▶ [Exercise directions]:
Extend the overview of Thomas De Quincey's essay "The English Mail-Coach" past its last sentence.
--- START OF Supplied passage ---
The English Mail-Coach is an essay by the English author Thomas De Quincey. A "three-part masterpiece" and "one of his most magnificent works,"[1] it first appeared in 1849 in Blackwood's Edinburgh Magazine, in the October (Part I) and December (Parts II and III) issues.

The essay is divided into three sections:

  • Part I, "The Glory of Motion," is devoted to a lavish description of the mail coach system then in use in England, and the sensations of riding on the outside upper seats of the coaches (in the author's often opium-tinged perceptions). With many digressions (on subjects ranging from Chaucer's poetry to a comparison of the River Thames with the Mississippi), De Quincey discusses the "grandeur and power" of the mail-coach ride; prior to the invention of the railroad, the mail coach represented the ultimate in transportation, in speed and force and controlled energy. Perhaps the most memorable and frequently-cited portion of Part I is De Quincey's comparison of one veteran mail-coachman to a crocodile. The crocodile-coachman's pretty granddaughter is memorialized as "Fanny of the Bath Road."
--- END OF Supplied passage ---
--- START OF Excerpted data ---
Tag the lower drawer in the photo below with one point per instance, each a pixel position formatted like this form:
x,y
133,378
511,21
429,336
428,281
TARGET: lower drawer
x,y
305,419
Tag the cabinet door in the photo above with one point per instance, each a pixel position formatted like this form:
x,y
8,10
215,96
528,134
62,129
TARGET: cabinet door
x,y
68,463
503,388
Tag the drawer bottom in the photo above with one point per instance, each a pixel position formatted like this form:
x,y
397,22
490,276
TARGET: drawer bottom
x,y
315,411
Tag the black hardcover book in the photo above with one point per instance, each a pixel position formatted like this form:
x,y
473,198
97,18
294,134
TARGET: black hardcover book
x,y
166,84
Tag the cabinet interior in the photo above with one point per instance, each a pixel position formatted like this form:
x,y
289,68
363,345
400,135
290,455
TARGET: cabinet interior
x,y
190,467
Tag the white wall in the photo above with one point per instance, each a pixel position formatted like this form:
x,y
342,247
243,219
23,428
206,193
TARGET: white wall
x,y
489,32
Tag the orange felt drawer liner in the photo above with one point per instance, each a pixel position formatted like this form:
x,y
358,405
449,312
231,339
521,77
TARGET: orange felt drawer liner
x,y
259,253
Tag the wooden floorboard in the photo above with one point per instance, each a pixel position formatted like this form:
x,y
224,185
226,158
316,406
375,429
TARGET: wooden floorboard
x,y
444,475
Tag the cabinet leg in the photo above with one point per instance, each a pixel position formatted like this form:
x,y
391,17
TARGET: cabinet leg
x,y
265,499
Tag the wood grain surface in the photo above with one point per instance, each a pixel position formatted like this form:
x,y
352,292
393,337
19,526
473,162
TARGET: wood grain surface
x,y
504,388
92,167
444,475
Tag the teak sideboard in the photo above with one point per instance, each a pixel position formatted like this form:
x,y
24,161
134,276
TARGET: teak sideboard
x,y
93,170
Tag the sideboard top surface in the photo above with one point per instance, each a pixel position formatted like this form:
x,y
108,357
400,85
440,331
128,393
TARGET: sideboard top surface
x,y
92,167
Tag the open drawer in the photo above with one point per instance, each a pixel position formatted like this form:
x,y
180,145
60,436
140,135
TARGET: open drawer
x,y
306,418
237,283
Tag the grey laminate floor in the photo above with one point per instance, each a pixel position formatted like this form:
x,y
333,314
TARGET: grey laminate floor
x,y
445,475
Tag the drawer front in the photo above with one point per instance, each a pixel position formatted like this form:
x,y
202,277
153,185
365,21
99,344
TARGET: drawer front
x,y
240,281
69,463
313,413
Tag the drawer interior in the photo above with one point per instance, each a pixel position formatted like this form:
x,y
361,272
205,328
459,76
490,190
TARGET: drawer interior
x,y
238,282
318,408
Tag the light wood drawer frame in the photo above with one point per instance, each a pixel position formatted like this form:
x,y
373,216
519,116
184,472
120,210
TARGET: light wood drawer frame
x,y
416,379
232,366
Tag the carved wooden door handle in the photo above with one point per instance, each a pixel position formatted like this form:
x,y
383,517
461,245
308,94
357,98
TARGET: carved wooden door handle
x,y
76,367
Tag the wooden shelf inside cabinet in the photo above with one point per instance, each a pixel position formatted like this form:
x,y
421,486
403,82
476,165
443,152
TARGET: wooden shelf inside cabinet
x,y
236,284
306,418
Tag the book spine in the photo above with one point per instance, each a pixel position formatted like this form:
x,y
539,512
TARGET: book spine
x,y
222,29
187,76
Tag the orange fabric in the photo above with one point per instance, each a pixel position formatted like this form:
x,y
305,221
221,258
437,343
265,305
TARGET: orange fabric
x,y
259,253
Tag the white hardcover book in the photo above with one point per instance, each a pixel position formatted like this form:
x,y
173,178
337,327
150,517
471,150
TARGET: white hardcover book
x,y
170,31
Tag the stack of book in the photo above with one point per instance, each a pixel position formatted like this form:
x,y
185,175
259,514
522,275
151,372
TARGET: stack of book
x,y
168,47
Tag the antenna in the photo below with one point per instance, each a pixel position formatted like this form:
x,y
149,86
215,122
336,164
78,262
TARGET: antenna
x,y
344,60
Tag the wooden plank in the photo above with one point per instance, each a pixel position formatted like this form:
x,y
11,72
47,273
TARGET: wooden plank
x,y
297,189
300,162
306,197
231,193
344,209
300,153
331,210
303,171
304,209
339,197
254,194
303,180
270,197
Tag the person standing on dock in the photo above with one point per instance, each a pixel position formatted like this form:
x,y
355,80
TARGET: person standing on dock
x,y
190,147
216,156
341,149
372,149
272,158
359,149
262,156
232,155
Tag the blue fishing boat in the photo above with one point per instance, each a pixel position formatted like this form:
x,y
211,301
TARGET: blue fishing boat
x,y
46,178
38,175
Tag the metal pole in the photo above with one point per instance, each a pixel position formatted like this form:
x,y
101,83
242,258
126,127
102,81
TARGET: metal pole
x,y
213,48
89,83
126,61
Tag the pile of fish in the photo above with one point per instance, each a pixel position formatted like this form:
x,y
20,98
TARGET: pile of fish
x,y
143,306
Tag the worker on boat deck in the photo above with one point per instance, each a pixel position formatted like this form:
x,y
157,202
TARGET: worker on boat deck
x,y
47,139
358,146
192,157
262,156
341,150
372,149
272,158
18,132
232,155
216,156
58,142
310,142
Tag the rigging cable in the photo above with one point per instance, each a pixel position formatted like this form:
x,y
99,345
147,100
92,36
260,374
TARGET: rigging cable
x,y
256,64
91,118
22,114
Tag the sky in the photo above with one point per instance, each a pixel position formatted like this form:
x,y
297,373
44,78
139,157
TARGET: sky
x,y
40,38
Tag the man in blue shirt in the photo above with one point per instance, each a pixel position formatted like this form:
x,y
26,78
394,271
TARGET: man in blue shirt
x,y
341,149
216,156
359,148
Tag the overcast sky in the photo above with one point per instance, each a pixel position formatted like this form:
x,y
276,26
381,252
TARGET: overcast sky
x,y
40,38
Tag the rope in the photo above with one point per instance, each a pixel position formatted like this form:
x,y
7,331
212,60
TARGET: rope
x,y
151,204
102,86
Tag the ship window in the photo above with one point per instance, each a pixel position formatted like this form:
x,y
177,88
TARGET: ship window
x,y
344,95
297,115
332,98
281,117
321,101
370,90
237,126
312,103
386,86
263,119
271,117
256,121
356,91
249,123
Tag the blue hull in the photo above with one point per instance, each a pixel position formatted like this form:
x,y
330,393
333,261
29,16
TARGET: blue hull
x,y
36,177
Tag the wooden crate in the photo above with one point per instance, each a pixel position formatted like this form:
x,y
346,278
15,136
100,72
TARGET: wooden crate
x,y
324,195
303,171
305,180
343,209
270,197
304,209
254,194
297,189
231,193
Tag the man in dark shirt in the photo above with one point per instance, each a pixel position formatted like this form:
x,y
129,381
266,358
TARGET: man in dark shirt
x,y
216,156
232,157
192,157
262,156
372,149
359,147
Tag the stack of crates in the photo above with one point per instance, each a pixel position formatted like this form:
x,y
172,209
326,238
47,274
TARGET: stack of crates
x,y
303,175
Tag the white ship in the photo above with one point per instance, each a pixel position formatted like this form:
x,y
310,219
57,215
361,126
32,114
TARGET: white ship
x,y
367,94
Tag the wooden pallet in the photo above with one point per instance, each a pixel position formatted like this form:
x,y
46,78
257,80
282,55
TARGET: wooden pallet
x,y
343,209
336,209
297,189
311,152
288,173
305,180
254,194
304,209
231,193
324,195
--- END OF Excerpted data ---
▶ [Exercise answer]:
    • The concluding portion of Part I is set apart under the subtitle "Going Down with Victory," and relates the author's sensations as the mail coaches spread news of English victories in the Napoleonic Wars across England — though simultaneously spreading grief, as women learn the fates of men lost in battle.
  • Part II, "The Vision of Sudden Death," deals in great detail with a near-accident that occurred one night while De Quincey, intoxicated with opium, was riding on an outside seat of a mail coach. The driver fell asleep and the massive coach nearly collided with a gig bearing a young couple.
  • Part III, "Dream Fugue, Founded on the Preceding Theme of Sudden Death," is devoted to De Quincey's opium dreams and reveries that elaborated on the elements of Parts I and II, the mail coaches, the near accident, national victory and grief. Beginning with a quotation from Paradise Lost and a clarion "Tumultuosissimamente", the author introduces his theme of sudden death, and relates five dreams or visions of intense and exalted emotion and radiant language.
    • I — At sea, a great English man-of-war encounters a graceful pinnace filled with young women, including one mysterious, recurring, archetypal figure from the narrator's visionary experience.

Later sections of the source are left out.